Where to Play in the Water in Olympia


Olympic Sotheby’s International Realty may have far reaching resources, but Olympia is its hometown. Olympic Sotheby’s knows how much locals enjoy getting out in their own neighborhoods to have some laid-back fun. And one of the best is getting out on the water during nice weather. Here is where to play in the water in Olympia, on the westside, downtown and the eastside neighborhoods.

Olympia Westside Woodruff Park Sprayground

1500 Harrison Avenue NW, Olympia
11a.m. to 7 p.m. seasonally from Memorial Day to Labor Day

Woodruff Park is a large, popular sprayground with room for lots of kids and shady spaces for families taking a rest from the heat. Eagan’s Westside Drive-In is right across the street, and Woodruff has a picnic shelter and picnic tables.

“There’s a variety of different fountains, and the space is large. It gives kids room,” says Tim Lynch, Olympia resident and broker at Olympic Sotheby’s International Realty. “You can take a break in the field and kick a ball around. You can bring a lunch or snacks and make a pretty good day of it.”

large circular concrete splash pad with tall, green metal spouts sprinkling water. Kids and adults are playing in the water and sitting on the concrete wall around it.
Woodruff Park sprayground is a popular, large sprayground with room for lots of kids and shady spaces for families taking a rest from the heat. Photo courtesy: Olympia Parks, Arts & Recreation

The park is on the city bus route and is a walkable destination for many Westside residents. Additional park features include restrooms, courts for pickleball, basketball, tennis and a grass court for volleyball.

Downtown Heritage Fountain Park Waterspouts

330 5th Avenue SW, Olympia
11 a.m. to 8 p.m. from Memorial Day to Labor Day

A local family donation made the Heritage Park Fountain possible, and the 47 waterspouts that shoot up out of the ground make for both refreshing summertime play as well as a beautiful fountain display in the other seasons. Benches surround the edge under the shade of cherry trees. Visitors can access the fountain area from the larger Heritage Park, from the city bus or on foot, and heading off to other downtown attractions is convenient.

Kids playing in the Heritage Park Fountain with the capital building in the background
At Heritage Park Fountain the 47 waterspouts that shoot up out of the ground make for refreshing summertime play. Photo courtesy: Olympia Parks, Arts & Recreation

Stream at East Bay Public Plaza

325 Marine Drive NE, Olympia
10 a.m. to dusk April through September

LOTT Clean Water Alliance operates the East Bay Public Plaza shallow, concrete-bottomed, 250-foot-long stream. The low-key approach makes it a popular place to bring smaller children.

“One of our favorite places is the stream outside the Hands-On Children’s Museum,” says Lynch,“It’s new and different. They’ve got a great water space there, and we visit the museum a lot. It’s great for kids who don’t want to get sprayed with water because it’s not actively spraying, and they can explore water at their own comfort level.”

The plaza is also a good spot for lunch, and visitors can purchase food and ice cream from the Play Day Café inside the adjacent museum. The park also has its own restrooms.

== == ==

*Tasks*:
[1] Write out word for word the part of the article on water play in Olympia that opens with the words containing "330 5th Avenue" and closes with "attractions is convenient.".
[2] Continue the article on water play in Olympia, starting right after its final sentence.

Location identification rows
== == ==

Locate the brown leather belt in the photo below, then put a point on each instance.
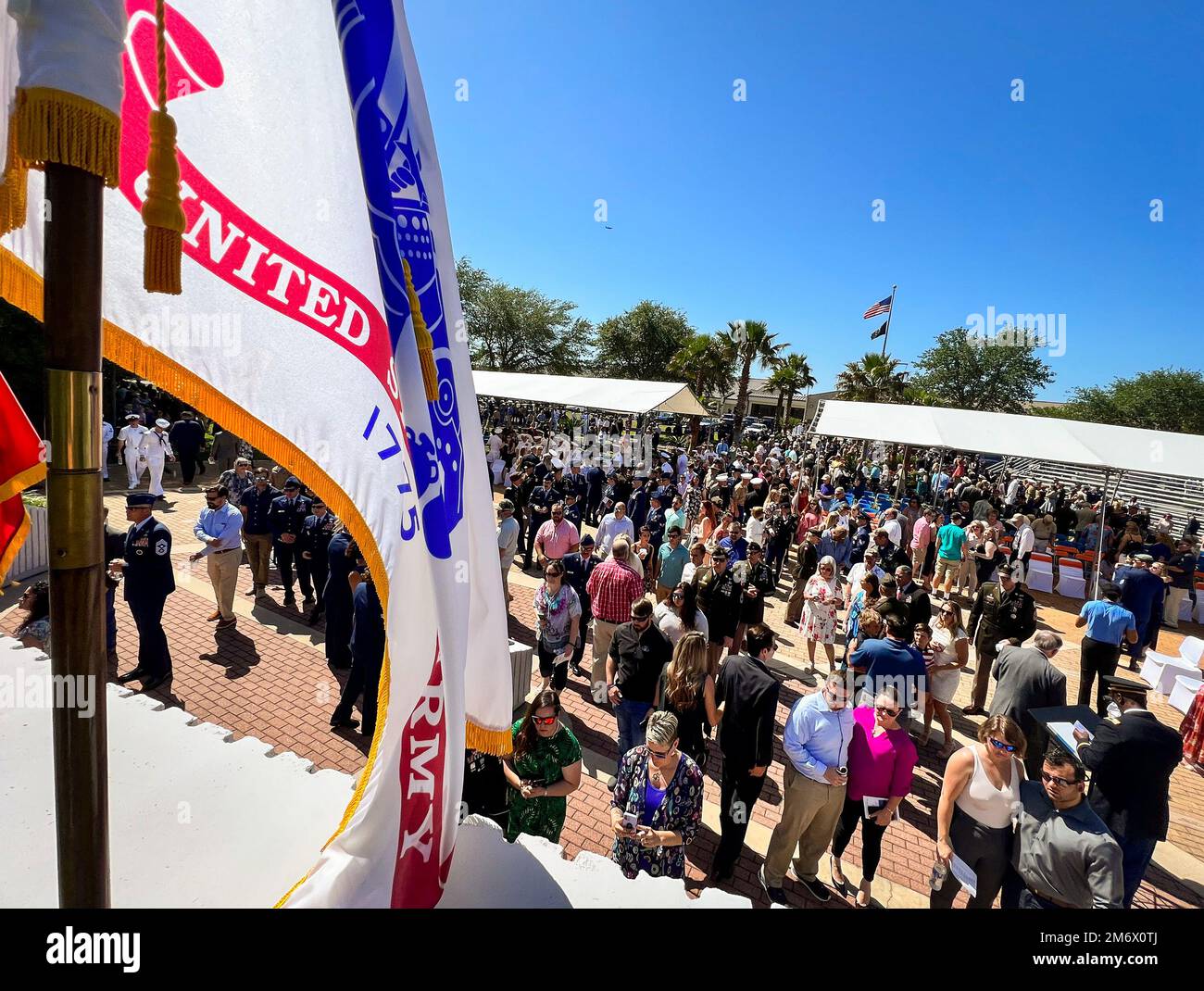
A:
(1048, 898)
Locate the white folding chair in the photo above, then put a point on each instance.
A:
(1184, 693)
(1191, 649)
(1071, 581)
(1159, 671)
(1040, 573)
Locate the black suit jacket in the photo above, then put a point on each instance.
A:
(750, 695)
(1131, 766)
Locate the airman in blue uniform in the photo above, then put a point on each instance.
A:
(287, 518)
(145, 569)
(342, 558)
(317, 533)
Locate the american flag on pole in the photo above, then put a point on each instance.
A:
(320, 320)
(882, 306)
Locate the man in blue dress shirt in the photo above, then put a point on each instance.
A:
(817, 743)
(1108, 624)
(1139, 589)
(219, 528)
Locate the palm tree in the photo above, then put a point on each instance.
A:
(751, 344)
(706, 362)
(874, 378)
(796, 376)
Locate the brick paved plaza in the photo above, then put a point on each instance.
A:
(268, 678)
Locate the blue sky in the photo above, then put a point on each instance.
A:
(762, 208)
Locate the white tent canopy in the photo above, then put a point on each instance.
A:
(1046, 438)
(618, 395)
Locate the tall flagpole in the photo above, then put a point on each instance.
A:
(889, 314)
(73, 490)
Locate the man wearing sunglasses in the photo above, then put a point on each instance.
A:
(1131, 763)
(638, 653)
(1027, 679)
(1063, 857)
(817, 743)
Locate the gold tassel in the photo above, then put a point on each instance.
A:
(161, 209)
(56, 125)
(16, 179)
(421, 338)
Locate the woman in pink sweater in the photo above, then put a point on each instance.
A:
(882, 758)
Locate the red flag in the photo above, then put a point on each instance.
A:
(22, 464)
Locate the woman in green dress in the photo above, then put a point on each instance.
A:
(545, 769)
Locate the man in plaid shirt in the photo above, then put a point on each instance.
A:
(613, 588)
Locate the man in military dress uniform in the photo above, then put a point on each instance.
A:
(1131, 757)
(1002, 610)
(145, 568)
(540, 502)
(313, 542)
(342, 558)
(129, 440)
(287, 520)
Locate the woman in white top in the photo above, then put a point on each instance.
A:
(679, 614)
(979, 798)
(950, 650)
(755, 532)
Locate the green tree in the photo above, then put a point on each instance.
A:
(1167, 398)
(707, 364)
(793, 376)
(999, 374)
(873, 378)
(751, 344)
(520, 330)
(637, 344)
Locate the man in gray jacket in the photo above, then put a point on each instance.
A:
(1026, 679)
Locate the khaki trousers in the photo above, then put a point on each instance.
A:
(795, 605)
(259, 554)
(224, 574)
(1174, 602)
(603, 633)
(809, 813)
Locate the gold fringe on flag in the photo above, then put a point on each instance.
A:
(161, 209)
(56, 125)
(16, 179)
(424, 341)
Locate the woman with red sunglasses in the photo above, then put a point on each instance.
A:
(979, 799)
(545, 769)
(658, 803)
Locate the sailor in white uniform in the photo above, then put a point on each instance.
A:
(156, 449)
(107, 438)
(129, 444)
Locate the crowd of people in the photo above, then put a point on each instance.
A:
(259, 518)
(691, 538)
(671, 589)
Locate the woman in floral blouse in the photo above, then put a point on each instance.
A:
(35, 629)
(658, 787)
(543, 770)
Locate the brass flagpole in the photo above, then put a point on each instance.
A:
(73, 488)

== == ==

*Responses for each task*:
[1]
330 5th Avenue SW, Olympia
11 a.m. to 8 p.m. from Memorial Day to Labor Day

A local family donation made the Heritage Park Fountain possible, and the 47 waterspouts that shoot up out of the ground make for both refreshing summertime play as well as a beautiful fountain display in the other seasons. Benches surround the edge under the shade of cherry trees. Visitors can access the fountain area from the larger Heritage Park, from the city bus or on foot, and heading off to other downtown attractions is convenient.

[2]
concrete area with benches surrounding it and tennis courts behind it. The concrete splash pad has tall green spouts and one circular one.
Lions Park sprayground has water features for all ages and different levels of involvement from two tall towers, spouts up from the ground and little water arches for smaller children. Photo courtesy: Olympia Parks, Arts & Recreation

Eastside Olympia Lions Park Sprayground

800 Wilson Street SE, Olympia
11 a.m. to 7 p.m. seasonally

Lions Park is a walkable destination for Eastside Olympia residents and is a place that offers a variety of outdoor activity in addition to the sprayground. Water features such as two tall towers, spouts up from the ground and two little water arches for smaller children provide variety for families with children of varying ages.

“They appreciate having a place to bring kids where kids can have fun together, play and cool down, especially on the hot days we have been having,” says Parks Planning and Design Manager for Olympia Parks, Arts & Recreation Laura Keehan. “You hear the kids shouting, playing together, running, and they are so excited.”

New benches around the edges make a good visiting spot for caregivers and parents but also a convenient location for supervision. If you are bringing lunch, there are picnic tables and a shelter, playgrounds, restrooms and an open field for games or for just letting kids run out their energy.

Deschutes river with kids and adults in the water and on the beach. Some with chairs or floaties
The Deschutes River offers waterside beaches and can be reached via gravel pathways stemming from the adjacent Pioneer Park in Tumwater. Photo credit: Rebecca Sanchez

Getting to the Deschutes River at Pioneer Park in Tumwater

5801 Henderson Boulevard, Tumwater
7 a.m. to 9 p.m.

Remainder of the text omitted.